**Document extract:**
▬▬▬

Home Page: CSCI 381 - Advanced Cryptography - Fall 2009 - George Washington University

Instructor: Poorvi Vora

Text: None. See this website for references.

Schedule: Thurs., 7:10 - 9:40 pm, Rome 202.

Course Content: Elliptic Curve Cryptography. Provably secure PRNGS. Zero-knowledge proofs. Special topics chosen according to student and instructor interests.

Grading: Class participation, paper presentations and reviews, and a final project paper.

Prerequisites: both CS 284 (intro graduate crypto) and CS 212 (graduate algorithms) or equivalent exposure to algebra and mathematical proofs.


Course Outline

Planned Schedule

3 September 2009
Lecture 1: Cryptography over groups: review algebra, Diffie-Hellman, El Gamal, efficient exponentiation over groups, digital signatures. ElGamalEtc
References
Wenbo Mao, Modern Cryptography, pp. 139-152.
Blake et al, Elliptic Curves in Cryptography, pp. 1-10

10 September 2009
Lecture 2: Elliptic Curve Cryptography: elliptic curve algebra
References
Wenbo Mao, Modern Cryptography, pp. 166-173.
Neal Koblitz, A Course in Number Theory and Cryptography. pp. 179-182.
Neal Koblitz, Algebraic Aspects of Cryptography. pp. 132-133, 134-136.
Certicom Tutorial
FIPS 186-2 Digital Signature Standard (DSS)

▬▬▬

**Stored data:**
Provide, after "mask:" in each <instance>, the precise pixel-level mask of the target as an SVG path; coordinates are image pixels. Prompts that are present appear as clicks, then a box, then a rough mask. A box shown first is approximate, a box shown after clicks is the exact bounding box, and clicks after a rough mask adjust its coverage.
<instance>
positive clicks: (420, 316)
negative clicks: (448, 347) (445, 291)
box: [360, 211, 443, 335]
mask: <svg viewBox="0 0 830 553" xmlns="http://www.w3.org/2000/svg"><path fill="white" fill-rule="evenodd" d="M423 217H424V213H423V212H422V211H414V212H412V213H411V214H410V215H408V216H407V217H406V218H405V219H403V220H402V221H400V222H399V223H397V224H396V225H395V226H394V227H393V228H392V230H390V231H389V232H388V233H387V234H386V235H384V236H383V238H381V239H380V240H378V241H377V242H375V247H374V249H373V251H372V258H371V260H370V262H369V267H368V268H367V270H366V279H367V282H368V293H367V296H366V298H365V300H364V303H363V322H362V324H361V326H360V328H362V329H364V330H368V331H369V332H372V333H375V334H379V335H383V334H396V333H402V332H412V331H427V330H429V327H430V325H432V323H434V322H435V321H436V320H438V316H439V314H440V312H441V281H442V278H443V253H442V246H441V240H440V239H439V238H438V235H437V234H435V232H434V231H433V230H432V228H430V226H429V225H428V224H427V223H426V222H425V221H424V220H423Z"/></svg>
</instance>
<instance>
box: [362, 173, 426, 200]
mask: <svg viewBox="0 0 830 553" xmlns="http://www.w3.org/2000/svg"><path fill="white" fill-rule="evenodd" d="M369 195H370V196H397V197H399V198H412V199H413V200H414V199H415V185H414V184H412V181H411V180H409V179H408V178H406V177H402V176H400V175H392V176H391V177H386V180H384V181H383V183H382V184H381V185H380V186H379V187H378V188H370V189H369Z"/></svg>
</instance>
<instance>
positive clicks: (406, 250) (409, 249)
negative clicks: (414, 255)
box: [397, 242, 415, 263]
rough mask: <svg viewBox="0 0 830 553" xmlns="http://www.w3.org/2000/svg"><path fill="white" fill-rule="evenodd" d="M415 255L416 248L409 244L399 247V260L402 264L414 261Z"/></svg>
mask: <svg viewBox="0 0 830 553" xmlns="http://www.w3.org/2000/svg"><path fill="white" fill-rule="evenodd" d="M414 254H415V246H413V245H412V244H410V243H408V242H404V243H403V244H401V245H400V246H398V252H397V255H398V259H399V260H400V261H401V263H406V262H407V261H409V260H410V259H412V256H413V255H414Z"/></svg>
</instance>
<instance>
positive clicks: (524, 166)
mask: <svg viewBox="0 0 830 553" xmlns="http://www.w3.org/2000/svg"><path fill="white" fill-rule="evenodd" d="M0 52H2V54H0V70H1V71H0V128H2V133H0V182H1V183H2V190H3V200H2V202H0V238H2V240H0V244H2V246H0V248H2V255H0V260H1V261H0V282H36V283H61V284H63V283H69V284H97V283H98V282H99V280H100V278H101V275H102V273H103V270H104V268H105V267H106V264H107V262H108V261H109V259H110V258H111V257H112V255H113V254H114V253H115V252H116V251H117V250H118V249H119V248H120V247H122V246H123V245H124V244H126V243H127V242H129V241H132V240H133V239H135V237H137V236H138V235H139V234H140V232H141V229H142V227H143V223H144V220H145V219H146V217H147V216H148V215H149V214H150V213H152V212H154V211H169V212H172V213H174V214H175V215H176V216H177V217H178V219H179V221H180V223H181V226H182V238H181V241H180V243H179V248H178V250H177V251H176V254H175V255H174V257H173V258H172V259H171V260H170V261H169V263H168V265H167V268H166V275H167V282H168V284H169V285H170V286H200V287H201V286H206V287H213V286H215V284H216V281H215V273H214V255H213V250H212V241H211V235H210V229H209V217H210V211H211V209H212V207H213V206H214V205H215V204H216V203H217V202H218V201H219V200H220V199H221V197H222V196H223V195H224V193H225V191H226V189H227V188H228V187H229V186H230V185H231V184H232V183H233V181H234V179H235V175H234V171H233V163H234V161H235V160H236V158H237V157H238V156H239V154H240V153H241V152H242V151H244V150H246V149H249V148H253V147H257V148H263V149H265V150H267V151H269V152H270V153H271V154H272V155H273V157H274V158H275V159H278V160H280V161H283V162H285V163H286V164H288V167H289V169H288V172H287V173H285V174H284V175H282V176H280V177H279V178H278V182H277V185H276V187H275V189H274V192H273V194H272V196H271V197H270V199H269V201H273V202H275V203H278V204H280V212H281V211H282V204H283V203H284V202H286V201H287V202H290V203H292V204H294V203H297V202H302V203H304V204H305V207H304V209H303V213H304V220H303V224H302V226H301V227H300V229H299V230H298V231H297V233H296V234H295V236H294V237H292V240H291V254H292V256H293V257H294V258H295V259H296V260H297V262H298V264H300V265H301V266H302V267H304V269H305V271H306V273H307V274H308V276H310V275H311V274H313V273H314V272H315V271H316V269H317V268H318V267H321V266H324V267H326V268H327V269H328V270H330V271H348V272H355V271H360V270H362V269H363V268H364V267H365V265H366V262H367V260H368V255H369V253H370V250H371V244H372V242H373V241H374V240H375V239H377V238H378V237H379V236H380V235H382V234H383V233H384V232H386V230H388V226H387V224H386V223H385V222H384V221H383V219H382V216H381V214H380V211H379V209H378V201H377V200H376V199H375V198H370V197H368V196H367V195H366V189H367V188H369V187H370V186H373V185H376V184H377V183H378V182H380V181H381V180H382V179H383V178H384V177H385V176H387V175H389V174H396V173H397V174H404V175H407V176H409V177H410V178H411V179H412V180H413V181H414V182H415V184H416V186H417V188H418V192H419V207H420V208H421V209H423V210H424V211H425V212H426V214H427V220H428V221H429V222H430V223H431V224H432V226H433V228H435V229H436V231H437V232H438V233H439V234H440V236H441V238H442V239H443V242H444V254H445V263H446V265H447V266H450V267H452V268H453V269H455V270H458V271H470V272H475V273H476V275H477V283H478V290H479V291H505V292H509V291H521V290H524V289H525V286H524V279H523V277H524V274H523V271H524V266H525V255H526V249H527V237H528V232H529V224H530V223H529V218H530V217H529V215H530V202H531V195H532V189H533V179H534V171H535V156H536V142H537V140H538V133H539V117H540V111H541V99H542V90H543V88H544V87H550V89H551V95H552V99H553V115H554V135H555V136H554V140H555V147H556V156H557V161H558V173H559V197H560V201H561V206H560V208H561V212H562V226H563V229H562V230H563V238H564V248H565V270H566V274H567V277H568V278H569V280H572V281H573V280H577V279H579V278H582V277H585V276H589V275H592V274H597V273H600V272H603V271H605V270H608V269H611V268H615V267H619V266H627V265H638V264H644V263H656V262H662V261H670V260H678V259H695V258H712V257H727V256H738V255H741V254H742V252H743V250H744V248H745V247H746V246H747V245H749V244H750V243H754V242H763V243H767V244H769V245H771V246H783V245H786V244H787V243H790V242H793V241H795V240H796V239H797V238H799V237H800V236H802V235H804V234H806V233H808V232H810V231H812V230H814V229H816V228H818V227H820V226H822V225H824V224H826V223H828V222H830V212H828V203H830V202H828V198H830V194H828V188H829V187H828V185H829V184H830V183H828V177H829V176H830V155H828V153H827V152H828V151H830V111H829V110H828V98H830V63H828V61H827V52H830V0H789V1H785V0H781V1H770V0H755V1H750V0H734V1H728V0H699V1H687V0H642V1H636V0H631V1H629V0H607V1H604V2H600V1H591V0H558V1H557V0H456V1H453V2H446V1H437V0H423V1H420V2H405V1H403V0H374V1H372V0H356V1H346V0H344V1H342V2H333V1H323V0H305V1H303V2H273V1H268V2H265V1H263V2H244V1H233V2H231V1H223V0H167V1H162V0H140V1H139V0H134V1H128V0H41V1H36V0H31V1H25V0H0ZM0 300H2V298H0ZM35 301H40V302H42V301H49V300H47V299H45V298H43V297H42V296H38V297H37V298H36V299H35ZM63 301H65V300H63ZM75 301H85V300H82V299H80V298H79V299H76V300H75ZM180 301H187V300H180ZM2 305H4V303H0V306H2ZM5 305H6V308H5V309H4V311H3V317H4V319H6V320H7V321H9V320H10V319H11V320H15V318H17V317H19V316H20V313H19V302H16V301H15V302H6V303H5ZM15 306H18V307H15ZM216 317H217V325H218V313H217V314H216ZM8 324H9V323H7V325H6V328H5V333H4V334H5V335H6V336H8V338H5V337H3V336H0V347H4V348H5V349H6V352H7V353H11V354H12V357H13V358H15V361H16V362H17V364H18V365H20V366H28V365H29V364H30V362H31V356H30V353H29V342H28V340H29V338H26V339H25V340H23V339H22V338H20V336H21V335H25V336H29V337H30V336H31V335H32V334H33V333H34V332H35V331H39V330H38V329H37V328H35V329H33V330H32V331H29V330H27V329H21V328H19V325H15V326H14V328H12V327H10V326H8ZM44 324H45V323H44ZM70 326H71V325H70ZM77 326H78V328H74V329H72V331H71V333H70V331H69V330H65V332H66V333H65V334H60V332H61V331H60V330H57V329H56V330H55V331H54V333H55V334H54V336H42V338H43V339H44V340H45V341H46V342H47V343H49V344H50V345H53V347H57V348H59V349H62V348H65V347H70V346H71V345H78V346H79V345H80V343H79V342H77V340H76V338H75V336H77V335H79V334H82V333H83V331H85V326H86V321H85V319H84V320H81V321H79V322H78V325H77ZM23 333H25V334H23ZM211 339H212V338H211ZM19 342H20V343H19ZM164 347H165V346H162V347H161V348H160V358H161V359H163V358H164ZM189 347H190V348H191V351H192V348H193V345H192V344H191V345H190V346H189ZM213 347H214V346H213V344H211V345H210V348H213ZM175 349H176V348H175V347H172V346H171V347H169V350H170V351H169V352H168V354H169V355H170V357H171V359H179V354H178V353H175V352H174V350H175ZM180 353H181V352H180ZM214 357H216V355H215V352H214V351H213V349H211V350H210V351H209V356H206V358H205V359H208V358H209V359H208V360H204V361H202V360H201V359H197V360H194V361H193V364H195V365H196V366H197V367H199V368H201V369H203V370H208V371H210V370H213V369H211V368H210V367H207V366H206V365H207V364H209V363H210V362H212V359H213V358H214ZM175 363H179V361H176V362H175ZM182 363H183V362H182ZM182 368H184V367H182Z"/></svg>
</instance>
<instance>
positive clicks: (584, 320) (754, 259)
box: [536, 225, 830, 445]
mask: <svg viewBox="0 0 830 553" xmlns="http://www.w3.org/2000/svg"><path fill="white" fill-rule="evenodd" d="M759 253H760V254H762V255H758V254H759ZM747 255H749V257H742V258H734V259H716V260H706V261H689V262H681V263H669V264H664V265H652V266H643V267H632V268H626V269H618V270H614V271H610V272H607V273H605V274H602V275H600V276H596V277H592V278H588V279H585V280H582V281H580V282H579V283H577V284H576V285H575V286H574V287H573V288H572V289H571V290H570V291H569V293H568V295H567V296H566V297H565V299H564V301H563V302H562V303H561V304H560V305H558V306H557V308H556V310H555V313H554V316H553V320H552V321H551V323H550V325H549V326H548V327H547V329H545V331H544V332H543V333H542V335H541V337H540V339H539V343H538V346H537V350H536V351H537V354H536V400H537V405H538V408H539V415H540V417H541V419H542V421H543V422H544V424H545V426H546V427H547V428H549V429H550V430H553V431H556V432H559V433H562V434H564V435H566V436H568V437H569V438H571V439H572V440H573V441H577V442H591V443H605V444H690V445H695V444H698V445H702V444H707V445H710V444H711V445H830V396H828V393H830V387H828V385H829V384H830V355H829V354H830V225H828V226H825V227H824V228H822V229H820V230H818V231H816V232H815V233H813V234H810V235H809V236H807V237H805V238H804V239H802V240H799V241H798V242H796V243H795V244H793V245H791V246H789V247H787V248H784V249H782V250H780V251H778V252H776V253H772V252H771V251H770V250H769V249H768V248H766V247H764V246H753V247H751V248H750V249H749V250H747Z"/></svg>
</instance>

▬▬▬

**Exercise goal:** Continue the cryptography course page after its last line.

**Answer to this exercise:**
17 September 2009
Lecture 3: Information theory of secrecy: perfect secrecy, unicity distance. Computational theory of secrecy for PRGs: definitions
References
1. Claude E. Shannon, Communication Theory of Secrecy Systems, Bell System Technical Journal, vol.28-4, page 656--715, 1949.
2. Doug Stinson, Chapter 2, "Cryptography: Theory and Practice", Third Edition, 2006.
3. Goldwasser and Bellare, Lecture Notes on Crypto, section 3.1.

24 September 2009
Lecture 4: Existence of PRNGs.
References
1. Goldwasser and Bellare, Lecture Notes on Crypto, section 3.2
2. A. C. Yao. Theory and Applications of Trapdoor Functions. Proceedings of the 23rd FOCS, IEEE, 1982, pp. 80-91. FIX
3. Yehuda Lindell's lecture notes on hard-core predicates
Student Presentation On: Shamir Secret Sharing. Reference for Presentation Adi Shamir, How to Share a Secret, CACM, 22:11 1979. Also see: Doug Stinson, "Cryptography: Theory and Practice", Third Edition, 2006, pp. 481-486

1 October 2009
Lecture 5: Next-bit Tests.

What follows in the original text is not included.